** Request 1 **
In the forum thread about the best first move in a fight, what does Monkeytown name as the second-best option?
** Request 2 **
Quote the fight thread word for word, everything from "The eye strike" down to "you can't fight...".
** Request 3 **
Write what comes next in the forum thread on the best first move in a fight, starting right after its last line.

** Source **
---*---

# COMPETITIVE BODYBUILDING - POWERLIFTING - ATHLETICS & SPORTS > BOXING / FIGHTING / WRESTLING >  most effective "first move" in fight....

## TheDfromGC

what would u guys consider to be the best "first move" in a street fight or no-holds barred type fight to get the opponent down quick. i was thinking if u get close enough, a strong punch to their upper ab region, basically no matter how strong ur abs are, if u get hit in that little area, its gonna knock the wind out of u, that way there not gonna be able to breath for a minute or so and give u a huge advantage...whats ur guys choices????

----------


## Monkeytown

For a fight on the street it would have to be the Bil Jee (finger jab to the eyes). It's easy, fast and effective. You can't fight if you can't see. This was one of Bruce Lee's favorite techniques. Seconod best would have to be a straight kick to the nutz.

JMHO

MT

----------


## DF2003

chin shot! it will put em on their ass everytime.

----------


## Juggernaut

I'm old school........a foot to nuts movement I've found works the best. Two nuts, two feet.....coinsident? I don't think so. hahahahaha

----------


## Div1Wrestler

Strike my way in- to a clinch- lift him and drop him on his head..

----------


## THA GONZ

IN a street fight, I personally like the front knee kick where you kick him in the front of the knee in a driving motion, almost trying to bend his leg the wrong way, so his leg feels like its going to snap (and it might, LOL) and then when he bends over in pain (and trust me he will) its either uppercuts or knees to the head or if he falls to the ground its up to you jump on and punch away or a few head stomps always do the trick. This will only work if you have a good and fast front kick.

The eye strike is a thing of beauty though, thats up there on my list too.

----------


## Jack87

If you can land it a throat shot...
If you can't breath you can't fight...

----------


## rev911apollyon

> Strike my way in- to a clinch- lift him and drop him on his head..


thats what im talking about, straight up wrestler style

----------


## CarvedFromStone

> thats what im talking about, straight up wrestler style


Yep for sure gotta love the double leg, only way to go, i also like the head and arm, only time i have every really gotten into trouble was going for a double leg on some kick boxer kid and got my face kneed in real nice, was all pain pilled out so i was moving a little slow on my take down....

----------


## KAEW44

The most effective first move would be to pick up a baseball bat!!

----------


## w_rballs

> Yep for sure gotta love the double leg, only way to go, i also like the head and arm, only time i have every really gotten into trouble was going for a double leg on some kick boxer kid and got my face kneed in real nice, was all pain pilled out so i was moving a little slow on my take down....

---*---

[Collected data entries]
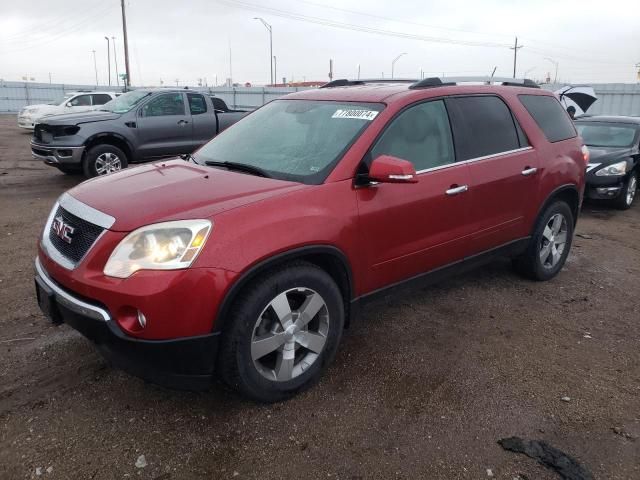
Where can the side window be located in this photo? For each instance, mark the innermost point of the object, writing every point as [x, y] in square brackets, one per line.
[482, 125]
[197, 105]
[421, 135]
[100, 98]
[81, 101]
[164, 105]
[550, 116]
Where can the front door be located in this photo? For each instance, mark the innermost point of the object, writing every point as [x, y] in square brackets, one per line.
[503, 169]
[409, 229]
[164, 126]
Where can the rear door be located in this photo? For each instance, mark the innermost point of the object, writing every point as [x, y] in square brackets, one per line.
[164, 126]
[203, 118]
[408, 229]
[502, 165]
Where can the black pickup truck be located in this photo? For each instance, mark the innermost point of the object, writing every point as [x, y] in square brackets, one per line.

---*---

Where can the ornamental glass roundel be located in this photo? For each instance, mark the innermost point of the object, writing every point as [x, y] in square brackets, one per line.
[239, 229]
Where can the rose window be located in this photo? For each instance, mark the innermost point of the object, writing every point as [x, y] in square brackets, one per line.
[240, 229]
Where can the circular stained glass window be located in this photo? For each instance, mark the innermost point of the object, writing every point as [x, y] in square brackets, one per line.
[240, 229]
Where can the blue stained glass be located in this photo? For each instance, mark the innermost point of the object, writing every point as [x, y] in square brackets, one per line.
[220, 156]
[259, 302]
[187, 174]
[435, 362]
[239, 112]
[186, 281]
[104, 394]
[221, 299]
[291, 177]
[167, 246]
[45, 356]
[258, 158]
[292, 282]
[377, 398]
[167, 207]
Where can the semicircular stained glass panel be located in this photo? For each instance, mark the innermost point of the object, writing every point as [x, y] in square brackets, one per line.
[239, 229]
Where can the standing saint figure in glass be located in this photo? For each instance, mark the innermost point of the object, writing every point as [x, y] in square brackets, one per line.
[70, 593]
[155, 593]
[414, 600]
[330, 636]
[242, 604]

---*---

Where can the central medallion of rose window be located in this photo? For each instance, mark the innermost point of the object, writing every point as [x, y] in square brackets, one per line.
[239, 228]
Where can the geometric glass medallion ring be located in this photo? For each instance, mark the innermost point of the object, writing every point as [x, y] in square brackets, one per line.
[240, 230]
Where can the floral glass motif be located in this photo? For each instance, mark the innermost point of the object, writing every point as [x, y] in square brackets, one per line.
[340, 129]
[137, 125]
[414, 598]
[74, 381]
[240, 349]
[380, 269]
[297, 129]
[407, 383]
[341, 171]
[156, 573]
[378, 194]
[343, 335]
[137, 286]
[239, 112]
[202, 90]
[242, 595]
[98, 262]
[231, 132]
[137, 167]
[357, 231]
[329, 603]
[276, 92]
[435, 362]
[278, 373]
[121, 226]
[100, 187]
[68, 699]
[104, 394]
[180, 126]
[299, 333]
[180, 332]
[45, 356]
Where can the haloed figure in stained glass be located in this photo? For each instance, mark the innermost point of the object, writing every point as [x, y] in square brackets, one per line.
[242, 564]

---*---

** Response 1 **
A straight kick to the nuts.

** Response 2 **
The eye strike is a thing of beauty though, thats up there on my list too.

----------


## Jack87

If you can land it a throat shot...
If you can't breath you can't fight...

** Response 3 **
exactely i havent been in too many fights, but all the ones i have startd with a double leg take down, and ended with me sitting on top of him bashing his face in.

----------


## maxamillion

Double Leg takedown works everytime. As long as your not fighting another wrestler no one really knows how to defend a double leg, or expects it. And once you got him on the ground a wrestler will win everytime. 
If I know i'm about to get in another fight, sometimes i'll stand there with my hands at my side, kinda in a staggered stance talking ****. Waiting for him to throw that much anticipated first punch. With my hands down he thinks he can land an easy right hook and i'll have no way of defending it. Lilttle does he know. So he throws the hook (that I could see coming before he decided to throw it) I duck it, change level and blast him with a double leg. Natural Instict

----------


## BigMike J

> The most effective first move would be to pick up a baseball bat!!


Actually a bat is easy to counter and for that matter so is a 2x4.

----------


## Spoon

jab to the neck would be lethal!

----------


## mushroomstampr

kick to the groin works everytime. Depending on the size of the guy a double leg may not always work. And don't think its because I suck at wrestling or anything I placed in my county (losing to the state champ) and i weigh about 210 lbs. But if we're speakin on messin around wit some big bar types I'd go with the groin shot to a knee in the face(if available) or groin to a heavy hand to the chin.

----------


## nathanw21

i cant believe some of the threads that i am reading!!!!!!!!!! some of the things that i read were some pu$$y sh*t. when i fight i want somebody to try and kick me in the balls or jab my eyes. if i am squared up with someone that is not going to happen. anyway...i would have to go with a bow to the face or my personal favorite a headbutt

----------


## sensei_jim

Gentlemen! Gentlemen!

First, we are talking about a street fight, with a bad guy attacker. Right?

Anybody with more than a year or two of quality training will not get kicked in the nuts. Its covered over and over again. No real sucker "first" punch unless he's really really stupid. 

Assume your attacker to always be trained, and you will fare better. 

The eyes are good (without getting into morals and ethics, and assuming we're talking about a bad guy) even if you don't get in. In traditional Aiki-Jujitsu, or in some chinese styles, an attack at the eyes is used to create Kazushi, or off balance to the attacker, allowing other "options". Maybe the groin. Who knows. But going to the eyes needs to be accomplished with commitment (meaning your trying to go there, but expecting a block in a particular way). His hands come up to block, you then attack a point (pick one) where you can. Don't plan the attack until you see the response, then work at the weak points. I agree with this attack above all else. Nicely put MonkeyTown!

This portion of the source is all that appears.